= Extract =
He died the following session.


Pryllin wrote:
Orthos wrote:
There's groans all around the table as she KNOWS she's walking into a trap OOCly, but her character thinks the coast is clear. She sucks it up and takes it though,
See, for someone playing in character I would have moved heaven and earth to save that PC. The PC who rolls the 1 and decides they've forgotten something at the back of the party- that's when the 3 crossbow bolts and the sneak attack are suddenly behind the party too. :-)

Sadly wouldn't have made sense to do it any other way. The bad guys were in the room disguised as dummies; behind the party was an empty hallway with the two bruisers watching their backs. The room was a trap, OOC nearly all the players knew it.

Not a complete loss, though. She followed that character up with a barbarian who ended up becoming one of her favorite PCs of all time.

Shadow Lodge

The first time I can remember killing 3 player characters at the same time was a while back so dont remember the exact classes of all the characters. They were all about 10th lv. Heres how it went.

= Exercise aim =
Copy word for word the stretch of the tabletop game discussion above from "He died the" through "of all time.".

= Dataset excerpts =
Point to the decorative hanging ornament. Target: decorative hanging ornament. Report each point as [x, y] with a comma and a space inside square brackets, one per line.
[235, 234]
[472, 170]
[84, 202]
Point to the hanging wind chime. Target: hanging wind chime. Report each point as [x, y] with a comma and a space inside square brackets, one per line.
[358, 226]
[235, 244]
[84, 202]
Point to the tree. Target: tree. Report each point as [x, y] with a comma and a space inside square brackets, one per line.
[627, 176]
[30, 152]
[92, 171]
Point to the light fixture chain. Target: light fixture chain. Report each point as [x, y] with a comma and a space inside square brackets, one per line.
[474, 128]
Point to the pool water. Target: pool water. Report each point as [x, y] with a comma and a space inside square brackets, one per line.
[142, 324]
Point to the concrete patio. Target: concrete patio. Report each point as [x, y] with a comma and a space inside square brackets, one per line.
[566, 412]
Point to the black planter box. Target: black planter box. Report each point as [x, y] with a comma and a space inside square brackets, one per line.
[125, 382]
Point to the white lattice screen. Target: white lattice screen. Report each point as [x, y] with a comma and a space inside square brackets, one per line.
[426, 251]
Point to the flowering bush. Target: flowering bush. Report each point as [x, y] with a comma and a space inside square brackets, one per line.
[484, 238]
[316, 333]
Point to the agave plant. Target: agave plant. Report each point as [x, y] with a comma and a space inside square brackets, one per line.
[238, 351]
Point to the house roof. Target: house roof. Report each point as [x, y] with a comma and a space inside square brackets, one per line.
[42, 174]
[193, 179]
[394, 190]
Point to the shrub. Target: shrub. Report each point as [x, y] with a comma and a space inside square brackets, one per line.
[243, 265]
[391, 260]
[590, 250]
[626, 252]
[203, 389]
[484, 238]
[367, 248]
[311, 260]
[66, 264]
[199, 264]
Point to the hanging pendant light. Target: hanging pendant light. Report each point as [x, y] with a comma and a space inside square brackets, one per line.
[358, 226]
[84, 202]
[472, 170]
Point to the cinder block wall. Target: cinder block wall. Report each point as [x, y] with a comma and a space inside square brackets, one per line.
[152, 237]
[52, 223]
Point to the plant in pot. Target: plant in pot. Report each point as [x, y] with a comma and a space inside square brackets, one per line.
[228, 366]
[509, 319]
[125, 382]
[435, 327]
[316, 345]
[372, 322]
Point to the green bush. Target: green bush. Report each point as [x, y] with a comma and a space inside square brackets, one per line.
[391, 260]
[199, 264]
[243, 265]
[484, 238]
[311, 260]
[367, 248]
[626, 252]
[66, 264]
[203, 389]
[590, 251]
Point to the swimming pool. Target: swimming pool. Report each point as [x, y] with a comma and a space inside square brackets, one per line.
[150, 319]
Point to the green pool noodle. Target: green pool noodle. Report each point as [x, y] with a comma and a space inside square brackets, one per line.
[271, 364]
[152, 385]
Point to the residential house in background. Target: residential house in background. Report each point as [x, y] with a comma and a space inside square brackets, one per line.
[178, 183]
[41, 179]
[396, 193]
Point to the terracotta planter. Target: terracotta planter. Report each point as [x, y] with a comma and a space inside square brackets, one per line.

= Output =
He died the following session.


Pryllin wrote:
Orthos wrote:
There's groans all around the table as she KNOWS she's walking into a trap OOCly, but her character thinks the coast is clear. She sucks it up and takes it though,
See, for someone playing in character I would have moved heaven and earth to save that PC. The PC who rolls the 1 and decides they've forgotten something at the back of the party- that's when the 3 crossbow bolts and the sneak attack are suddenly behind the party too. :-)

Sadly wouldn't have made sense to do it any other way. The bad guys were in the room disguised as dummies; behind the party was an empty hallway with the two bruisers watching their backs. The room was a trap, OOC nearly all the players knew it.

Not a complete loss, though. She followed that character up with a barbarian who ended up becoming one of her favorite PCs of all time.